Exercise goal » Report each line from the listing that the string "blurred" appears in.

Data to examine »
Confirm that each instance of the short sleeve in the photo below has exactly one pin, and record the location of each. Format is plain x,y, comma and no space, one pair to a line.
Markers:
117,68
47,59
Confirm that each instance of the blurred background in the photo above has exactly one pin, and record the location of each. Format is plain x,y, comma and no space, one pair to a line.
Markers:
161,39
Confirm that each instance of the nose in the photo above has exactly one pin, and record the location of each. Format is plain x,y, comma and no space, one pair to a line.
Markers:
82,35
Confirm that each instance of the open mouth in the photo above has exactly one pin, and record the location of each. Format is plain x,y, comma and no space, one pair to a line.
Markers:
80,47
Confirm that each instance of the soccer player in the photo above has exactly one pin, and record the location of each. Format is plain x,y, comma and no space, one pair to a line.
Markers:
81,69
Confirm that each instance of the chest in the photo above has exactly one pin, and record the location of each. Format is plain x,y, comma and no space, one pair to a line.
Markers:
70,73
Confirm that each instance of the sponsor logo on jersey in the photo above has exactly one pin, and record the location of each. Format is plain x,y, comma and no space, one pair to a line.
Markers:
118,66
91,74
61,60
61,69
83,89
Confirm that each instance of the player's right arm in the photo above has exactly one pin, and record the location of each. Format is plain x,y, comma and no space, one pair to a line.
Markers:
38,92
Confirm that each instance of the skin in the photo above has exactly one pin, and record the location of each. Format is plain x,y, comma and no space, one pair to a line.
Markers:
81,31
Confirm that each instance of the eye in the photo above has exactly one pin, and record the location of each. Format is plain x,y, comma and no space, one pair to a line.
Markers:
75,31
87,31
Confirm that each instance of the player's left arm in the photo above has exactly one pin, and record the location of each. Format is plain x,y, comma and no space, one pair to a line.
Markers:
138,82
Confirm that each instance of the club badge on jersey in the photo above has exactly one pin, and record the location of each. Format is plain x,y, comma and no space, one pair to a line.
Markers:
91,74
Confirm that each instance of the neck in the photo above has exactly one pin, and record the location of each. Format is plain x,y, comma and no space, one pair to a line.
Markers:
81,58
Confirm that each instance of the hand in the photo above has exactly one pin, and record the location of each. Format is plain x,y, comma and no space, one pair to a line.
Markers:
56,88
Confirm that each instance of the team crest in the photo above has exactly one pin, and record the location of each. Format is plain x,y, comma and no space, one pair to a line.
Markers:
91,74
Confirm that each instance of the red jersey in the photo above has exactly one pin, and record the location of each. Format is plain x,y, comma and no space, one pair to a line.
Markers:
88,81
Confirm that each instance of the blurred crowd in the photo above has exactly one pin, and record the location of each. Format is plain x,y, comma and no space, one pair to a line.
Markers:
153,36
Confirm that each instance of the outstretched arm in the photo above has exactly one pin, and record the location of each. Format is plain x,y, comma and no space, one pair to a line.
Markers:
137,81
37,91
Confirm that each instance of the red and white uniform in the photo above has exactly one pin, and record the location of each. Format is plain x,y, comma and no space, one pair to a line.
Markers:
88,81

Answer to this problem »
Confirm that each instance of the blurred background in the photo above has exactly one pin, and record the location of each. Format is plain x,y, comma and no space, one pair to a line.
Confirm that each instance of the blurred crowd in the photo above has exactly one pin, and record the location of each. Format is plain x,y, comma and no space, one pair to a line.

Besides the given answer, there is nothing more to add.